* Stated exercise
Find every line below that contains the word "road", and copy each of those lines.
— start of Dataset records —
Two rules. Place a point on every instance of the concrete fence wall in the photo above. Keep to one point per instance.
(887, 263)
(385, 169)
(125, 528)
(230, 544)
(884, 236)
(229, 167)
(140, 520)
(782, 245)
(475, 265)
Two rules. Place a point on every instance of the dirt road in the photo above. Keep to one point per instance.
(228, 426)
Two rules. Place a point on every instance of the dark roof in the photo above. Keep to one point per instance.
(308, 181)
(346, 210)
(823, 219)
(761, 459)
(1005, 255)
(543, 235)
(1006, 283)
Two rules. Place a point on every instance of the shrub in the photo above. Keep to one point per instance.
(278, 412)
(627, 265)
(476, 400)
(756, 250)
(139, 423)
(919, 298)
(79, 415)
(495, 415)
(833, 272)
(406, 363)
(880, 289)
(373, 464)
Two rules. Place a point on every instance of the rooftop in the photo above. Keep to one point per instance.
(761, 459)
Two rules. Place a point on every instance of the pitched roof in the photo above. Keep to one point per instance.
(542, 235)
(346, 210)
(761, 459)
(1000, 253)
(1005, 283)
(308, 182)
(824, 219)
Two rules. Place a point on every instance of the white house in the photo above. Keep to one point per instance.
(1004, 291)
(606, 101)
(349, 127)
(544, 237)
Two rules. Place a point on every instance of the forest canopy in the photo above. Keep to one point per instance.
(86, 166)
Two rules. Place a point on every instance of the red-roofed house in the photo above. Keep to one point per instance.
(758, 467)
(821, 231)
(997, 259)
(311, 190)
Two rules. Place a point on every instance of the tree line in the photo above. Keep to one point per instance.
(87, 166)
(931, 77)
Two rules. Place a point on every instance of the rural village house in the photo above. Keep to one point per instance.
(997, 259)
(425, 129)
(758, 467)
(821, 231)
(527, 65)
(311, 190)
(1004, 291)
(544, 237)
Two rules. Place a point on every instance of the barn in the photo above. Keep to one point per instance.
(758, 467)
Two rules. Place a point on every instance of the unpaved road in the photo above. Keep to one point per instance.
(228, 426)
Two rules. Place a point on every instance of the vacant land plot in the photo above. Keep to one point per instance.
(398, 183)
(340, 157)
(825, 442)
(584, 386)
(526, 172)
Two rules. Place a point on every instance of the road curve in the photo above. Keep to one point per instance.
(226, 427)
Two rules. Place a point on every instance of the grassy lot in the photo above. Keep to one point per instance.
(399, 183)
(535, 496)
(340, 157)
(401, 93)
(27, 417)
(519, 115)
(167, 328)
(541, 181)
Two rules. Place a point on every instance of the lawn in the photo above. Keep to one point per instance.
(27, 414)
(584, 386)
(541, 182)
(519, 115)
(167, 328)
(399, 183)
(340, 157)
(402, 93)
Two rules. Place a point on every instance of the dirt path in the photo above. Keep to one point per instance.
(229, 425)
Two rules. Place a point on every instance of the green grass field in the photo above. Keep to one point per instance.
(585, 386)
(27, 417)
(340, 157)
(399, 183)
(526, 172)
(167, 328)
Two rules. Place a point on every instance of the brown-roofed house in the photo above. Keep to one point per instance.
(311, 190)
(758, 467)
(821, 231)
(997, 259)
— end of Dataset records —
— start of Dataset records —
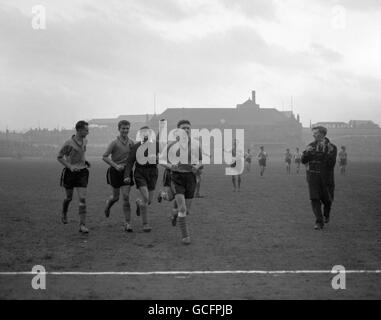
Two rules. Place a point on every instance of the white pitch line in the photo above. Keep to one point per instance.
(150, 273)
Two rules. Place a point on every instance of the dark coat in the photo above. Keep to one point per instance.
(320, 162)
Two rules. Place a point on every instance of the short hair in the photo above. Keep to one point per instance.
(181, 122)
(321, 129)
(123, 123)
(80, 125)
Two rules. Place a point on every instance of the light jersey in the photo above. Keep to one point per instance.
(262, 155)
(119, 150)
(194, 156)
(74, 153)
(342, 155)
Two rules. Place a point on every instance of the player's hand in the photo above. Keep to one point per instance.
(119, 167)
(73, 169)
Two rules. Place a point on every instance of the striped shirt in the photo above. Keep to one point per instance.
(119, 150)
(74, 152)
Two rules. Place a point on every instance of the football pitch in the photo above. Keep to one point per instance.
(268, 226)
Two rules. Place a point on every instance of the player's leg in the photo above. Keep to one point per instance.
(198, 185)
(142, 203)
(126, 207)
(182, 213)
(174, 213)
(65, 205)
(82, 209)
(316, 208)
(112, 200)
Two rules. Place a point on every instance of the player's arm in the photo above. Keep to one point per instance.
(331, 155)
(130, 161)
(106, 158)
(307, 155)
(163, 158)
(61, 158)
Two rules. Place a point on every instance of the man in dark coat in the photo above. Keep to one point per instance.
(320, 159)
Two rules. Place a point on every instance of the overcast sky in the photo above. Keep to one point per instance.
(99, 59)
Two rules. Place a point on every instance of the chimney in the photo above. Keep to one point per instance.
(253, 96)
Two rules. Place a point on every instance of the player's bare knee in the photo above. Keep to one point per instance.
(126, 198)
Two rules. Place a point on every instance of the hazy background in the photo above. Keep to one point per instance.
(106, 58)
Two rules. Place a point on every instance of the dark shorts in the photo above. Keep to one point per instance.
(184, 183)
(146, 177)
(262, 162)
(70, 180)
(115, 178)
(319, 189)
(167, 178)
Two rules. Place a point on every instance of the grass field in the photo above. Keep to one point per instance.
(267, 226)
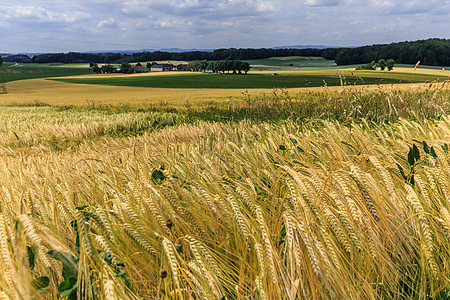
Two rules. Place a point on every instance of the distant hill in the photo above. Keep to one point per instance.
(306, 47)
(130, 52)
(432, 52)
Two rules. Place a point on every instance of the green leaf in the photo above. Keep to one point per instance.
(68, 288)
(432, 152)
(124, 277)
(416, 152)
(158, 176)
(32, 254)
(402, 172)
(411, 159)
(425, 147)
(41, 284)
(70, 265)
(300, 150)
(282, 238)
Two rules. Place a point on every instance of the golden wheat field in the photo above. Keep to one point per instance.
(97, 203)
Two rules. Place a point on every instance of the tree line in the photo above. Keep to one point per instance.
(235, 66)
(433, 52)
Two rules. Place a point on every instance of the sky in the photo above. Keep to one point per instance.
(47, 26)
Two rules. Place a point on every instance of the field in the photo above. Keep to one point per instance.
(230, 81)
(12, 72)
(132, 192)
— end of Dataset records —
* Final result
Two rules. Place a point on every instance of the dirt road in the photo above. Keep to one point per instance.
Two rules. Place a point on every instance of the unpaved road in the photo above. Keep to one point per instance.
Two rules. Place a point on every instance of the road curve in the photo above. Keep to one point per instance.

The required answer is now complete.